TO DO
Count the lines in the entries below that contain the word "shredded", and give only that number.

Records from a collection
## Begin
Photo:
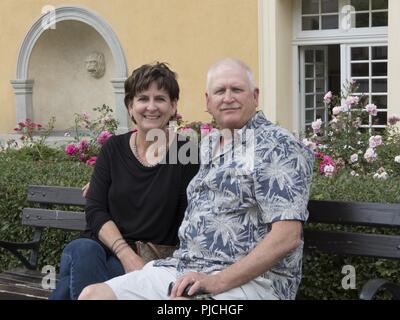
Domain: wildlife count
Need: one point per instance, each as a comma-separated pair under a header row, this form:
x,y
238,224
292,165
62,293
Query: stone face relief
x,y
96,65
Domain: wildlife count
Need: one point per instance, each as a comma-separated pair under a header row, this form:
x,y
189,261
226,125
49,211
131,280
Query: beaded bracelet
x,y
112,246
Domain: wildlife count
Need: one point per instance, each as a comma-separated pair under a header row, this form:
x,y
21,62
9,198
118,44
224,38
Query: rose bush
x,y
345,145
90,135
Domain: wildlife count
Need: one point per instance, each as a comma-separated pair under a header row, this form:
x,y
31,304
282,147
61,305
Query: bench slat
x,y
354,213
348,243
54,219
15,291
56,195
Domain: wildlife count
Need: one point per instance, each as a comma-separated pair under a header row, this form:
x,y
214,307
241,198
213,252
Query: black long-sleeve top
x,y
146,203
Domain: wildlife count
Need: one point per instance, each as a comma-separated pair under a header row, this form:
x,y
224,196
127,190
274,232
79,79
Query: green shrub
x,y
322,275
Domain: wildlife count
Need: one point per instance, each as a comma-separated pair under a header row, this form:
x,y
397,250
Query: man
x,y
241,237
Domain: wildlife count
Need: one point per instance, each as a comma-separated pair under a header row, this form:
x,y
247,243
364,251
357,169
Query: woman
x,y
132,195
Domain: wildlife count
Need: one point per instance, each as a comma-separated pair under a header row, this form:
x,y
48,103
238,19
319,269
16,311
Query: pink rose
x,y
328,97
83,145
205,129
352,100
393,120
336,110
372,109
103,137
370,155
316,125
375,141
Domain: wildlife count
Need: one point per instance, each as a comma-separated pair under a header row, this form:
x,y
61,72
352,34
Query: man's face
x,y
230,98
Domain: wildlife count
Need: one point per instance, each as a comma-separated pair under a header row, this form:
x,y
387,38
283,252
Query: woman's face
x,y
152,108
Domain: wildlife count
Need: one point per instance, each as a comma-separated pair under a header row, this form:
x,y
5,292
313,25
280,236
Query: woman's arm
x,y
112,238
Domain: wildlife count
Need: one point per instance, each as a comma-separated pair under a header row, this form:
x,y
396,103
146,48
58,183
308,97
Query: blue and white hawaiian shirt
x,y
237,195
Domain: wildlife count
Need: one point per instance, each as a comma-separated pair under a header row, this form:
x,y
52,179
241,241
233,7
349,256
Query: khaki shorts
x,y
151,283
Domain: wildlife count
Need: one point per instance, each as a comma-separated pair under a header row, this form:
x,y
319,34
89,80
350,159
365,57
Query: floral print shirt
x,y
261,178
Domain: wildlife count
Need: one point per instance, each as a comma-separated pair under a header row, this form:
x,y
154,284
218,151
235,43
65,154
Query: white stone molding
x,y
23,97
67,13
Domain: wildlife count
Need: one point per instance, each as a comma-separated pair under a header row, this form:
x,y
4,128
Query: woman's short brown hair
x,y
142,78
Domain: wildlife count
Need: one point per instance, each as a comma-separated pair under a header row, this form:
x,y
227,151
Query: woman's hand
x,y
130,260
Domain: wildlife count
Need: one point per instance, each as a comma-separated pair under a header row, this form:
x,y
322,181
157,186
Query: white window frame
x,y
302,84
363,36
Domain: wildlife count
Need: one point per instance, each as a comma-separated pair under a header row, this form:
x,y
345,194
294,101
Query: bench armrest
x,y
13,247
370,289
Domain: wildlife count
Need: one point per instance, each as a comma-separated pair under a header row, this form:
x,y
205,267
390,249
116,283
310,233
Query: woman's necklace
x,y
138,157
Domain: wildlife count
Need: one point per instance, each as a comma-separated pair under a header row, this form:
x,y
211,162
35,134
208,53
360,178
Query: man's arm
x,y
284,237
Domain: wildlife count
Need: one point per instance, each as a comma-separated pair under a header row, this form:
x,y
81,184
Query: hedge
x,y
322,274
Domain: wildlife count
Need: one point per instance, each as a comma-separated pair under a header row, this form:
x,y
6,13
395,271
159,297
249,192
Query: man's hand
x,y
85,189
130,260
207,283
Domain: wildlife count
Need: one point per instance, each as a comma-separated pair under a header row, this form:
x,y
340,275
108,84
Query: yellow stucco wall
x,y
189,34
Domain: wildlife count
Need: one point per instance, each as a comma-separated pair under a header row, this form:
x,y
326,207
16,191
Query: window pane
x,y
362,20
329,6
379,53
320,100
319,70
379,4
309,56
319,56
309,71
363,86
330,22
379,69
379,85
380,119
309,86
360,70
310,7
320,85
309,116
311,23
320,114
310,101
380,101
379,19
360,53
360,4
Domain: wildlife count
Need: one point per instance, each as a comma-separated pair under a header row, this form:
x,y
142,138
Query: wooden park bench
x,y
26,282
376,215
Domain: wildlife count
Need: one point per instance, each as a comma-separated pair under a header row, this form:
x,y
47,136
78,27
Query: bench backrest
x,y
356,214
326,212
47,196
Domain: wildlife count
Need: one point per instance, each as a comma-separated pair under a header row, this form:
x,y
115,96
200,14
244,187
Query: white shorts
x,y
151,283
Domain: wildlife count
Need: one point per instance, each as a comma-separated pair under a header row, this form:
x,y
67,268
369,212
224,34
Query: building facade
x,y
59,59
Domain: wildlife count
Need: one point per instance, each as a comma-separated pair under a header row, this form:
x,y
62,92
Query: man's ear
## End
## Begin
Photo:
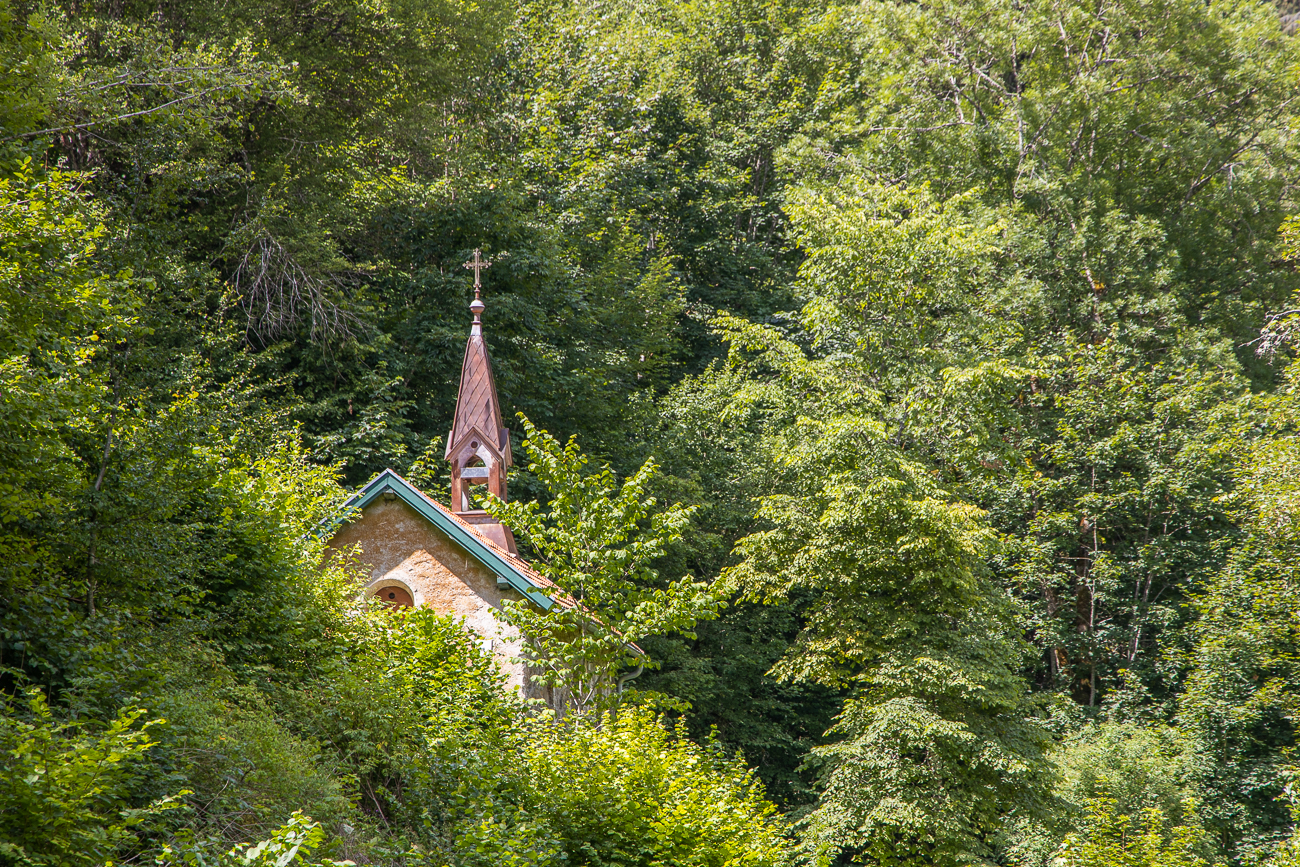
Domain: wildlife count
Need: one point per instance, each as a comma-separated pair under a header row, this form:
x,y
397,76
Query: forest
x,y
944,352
## End
## Begin
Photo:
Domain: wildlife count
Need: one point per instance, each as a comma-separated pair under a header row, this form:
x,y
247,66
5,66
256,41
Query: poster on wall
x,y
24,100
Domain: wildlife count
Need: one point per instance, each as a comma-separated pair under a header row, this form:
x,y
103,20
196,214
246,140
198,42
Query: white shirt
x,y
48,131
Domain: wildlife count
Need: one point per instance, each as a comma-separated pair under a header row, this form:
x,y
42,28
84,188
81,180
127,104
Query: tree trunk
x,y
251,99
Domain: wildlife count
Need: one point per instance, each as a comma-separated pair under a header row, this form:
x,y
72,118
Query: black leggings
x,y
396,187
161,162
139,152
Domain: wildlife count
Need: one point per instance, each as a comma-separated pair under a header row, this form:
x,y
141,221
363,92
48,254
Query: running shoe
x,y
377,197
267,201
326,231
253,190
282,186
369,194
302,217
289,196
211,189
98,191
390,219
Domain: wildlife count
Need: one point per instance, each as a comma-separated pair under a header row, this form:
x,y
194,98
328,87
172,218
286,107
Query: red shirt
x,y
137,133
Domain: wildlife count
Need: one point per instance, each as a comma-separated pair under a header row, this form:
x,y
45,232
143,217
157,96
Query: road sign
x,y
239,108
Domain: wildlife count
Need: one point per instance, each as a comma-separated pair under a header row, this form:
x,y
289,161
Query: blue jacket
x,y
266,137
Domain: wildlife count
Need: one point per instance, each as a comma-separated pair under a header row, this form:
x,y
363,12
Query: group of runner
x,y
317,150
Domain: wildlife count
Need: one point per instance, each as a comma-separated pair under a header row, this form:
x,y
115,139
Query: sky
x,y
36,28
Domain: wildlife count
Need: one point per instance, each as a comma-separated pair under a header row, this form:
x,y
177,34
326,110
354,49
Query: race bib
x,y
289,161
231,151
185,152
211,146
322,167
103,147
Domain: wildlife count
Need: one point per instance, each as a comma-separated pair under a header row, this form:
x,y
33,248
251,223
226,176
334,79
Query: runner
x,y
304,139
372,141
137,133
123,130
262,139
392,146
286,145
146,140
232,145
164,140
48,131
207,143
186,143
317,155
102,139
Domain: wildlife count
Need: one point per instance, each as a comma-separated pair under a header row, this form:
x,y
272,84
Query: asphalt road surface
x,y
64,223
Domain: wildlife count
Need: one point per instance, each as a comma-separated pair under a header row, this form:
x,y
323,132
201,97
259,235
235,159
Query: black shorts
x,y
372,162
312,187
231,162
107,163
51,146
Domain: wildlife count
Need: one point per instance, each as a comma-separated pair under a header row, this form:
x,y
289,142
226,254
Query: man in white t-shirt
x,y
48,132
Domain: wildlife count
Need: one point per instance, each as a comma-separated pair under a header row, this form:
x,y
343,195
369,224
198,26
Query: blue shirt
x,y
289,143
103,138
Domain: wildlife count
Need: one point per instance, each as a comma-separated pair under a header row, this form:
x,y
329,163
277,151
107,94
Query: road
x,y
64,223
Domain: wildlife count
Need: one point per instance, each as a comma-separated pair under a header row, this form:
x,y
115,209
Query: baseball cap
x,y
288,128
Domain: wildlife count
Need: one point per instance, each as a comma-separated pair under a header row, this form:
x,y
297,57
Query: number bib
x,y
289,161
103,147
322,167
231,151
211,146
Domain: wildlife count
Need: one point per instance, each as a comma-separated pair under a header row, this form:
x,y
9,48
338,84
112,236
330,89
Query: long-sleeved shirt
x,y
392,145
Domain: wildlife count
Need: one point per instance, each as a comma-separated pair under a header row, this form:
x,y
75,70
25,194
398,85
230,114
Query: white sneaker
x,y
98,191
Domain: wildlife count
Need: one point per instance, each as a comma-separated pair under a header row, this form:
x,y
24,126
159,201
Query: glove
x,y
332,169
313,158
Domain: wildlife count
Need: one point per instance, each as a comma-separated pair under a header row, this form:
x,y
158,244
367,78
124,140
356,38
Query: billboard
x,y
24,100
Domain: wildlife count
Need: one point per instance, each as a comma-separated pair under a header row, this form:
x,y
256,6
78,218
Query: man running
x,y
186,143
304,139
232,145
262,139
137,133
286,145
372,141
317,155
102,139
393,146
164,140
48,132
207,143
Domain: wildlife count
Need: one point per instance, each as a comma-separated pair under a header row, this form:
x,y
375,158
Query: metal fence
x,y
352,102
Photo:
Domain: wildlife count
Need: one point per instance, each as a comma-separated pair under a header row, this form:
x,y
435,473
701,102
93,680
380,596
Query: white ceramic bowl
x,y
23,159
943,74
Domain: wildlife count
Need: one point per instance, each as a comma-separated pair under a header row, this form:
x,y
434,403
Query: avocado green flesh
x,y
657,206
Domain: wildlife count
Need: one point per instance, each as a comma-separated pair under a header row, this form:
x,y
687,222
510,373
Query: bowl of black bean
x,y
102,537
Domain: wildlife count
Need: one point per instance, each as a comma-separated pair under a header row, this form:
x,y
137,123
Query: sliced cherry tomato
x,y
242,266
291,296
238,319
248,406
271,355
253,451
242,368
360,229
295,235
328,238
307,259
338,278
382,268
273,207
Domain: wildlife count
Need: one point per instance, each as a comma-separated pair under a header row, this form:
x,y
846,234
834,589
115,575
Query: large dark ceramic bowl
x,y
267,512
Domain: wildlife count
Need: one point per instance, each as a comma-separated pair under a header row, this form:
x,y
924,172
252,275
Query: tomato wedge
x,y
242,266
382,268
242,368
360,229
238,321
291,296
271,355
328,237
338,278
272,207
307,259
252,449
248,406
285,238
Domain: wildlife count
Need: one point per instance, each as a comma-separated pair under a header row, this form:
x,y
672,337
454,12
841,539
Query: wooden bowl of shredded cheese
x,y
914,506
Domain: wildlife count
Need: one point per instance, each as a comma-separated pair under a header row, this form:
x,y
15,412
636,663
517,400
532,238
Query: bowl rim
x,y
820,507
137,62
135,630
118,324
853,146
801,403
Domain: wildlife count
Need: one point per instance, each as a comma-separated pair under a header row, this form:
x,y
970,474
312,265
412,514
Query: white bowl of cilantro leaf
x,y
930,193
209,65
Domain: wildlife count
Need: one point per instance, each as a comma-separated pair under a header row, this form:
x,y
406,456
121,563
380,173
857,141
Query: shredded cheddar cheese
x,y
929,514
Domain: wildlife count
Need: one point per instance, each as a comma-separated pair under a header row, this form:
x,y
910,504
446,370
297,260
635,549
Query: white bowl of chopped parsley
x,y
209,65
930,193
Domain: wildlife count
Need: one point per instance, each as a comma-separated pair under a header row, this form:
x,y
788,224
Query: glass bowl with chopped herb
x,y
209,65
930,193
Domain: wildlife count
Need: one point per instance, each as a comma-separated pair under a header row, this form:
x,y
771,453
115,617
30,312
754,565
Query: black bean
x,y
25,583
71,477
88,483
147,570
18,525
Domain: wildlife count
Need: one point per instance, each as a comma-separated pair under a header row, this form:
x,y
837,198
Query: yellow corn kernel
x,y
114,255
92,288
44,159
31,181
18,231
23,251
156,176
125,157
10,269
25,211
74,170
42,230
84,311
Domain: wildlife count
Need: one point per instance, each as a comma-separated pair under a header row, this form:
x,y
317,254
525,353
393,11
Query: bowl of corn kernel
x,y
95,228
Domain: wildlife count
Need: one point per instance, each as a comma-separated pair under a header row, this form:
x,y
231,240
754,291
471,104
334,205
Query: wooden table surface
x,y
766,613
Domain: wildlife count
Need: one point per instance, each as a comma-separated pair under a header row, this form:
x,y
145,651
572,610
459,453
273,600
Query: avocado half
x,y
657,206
## End
FINISHED EXERCISE
2